## START SUPPLIED DATA
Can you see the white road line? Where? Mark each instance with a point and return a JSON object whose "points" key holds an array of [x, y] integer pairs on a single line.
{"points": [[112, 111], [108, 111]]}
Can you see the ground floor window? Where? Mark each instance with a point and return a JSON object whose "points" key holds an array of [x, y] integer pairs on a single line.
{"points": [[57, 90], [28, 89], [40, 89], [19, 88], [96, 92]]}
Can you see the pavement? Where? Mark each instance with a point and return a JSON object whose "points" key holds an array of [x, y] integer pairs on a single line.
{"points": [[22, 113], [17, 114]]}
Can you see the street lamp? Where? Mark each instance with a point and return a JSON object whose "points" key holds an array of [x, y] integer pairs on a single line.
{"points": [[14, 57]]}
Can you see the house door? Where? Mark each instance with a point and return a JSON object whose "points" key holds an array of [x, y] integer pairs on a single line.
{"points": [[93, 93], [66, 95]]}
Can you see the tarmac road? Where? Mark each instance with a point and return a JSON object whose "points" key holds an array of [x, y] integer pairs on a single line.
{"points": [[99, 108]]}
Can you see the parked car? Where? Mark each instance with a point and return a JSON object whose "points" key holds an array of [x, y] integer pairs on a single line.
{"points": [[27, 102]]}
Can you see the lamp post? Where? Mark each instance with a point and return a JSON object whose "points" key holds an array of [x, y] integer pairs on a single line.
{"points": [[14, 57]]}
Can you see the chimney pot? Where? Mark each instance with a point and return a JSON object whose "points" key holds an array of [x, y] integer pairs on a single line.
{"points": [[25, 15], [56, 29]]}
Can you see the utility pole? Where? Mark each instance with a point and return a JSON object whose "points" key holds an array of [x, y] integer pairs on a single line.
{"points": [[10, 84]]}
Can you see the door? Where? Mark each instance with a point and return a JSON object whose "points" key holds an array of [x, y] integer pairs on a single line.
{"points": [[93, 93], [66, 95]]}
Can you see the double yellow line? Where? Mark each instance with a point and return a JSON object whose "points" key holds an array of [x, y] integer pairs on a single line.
## END SUPPLIED DATA
**TO BE DONE**
Turn the lines starting at the one containing "Can you see the parked" and ending at the last line of the items into a numbered list, leaving out blank lines.

**OUTPUT BELOW**
1. Can you see the parked car? Where? Mark each instance with a point and return a JSON object whose "points" key holds an array of [x, y] integer pairs on a single line.
2. {"points": [[27, 102]]}
3. Can you see the lamp post? Where? Mark each instance with a point and return a JSON object whose "points" key holds an array of [x, y] integer pairs on a single line.
4. {"points": [[14, 57]]}
5. Can you see the chimney pot? Where? Mark each instance with a point and return a JSON object whose "points" key holds an array of [x, y] integer pairs on a single line.
6. {"points": [[25, 15], [56, 29]]}
7. Can you see the utility pole? Where? Mark each instance with a point and return a JSON object whose "points" key holds an array of [x, y] integer pairs on a single line.
8. {"points": [[10, 84]]}
9. Can you see the door? Where? Mark each instance with a point and return a JSON object whose "points" key holds an array of [x, y] integer pairs on a single line.
10. {"points": [[93, 93], [66, 95]]}
11. Can you see the double yellow line? Where? Mark each instance with a point and return a JSON object whose "points" key holds an array of [x, y] integer pairs on a single line.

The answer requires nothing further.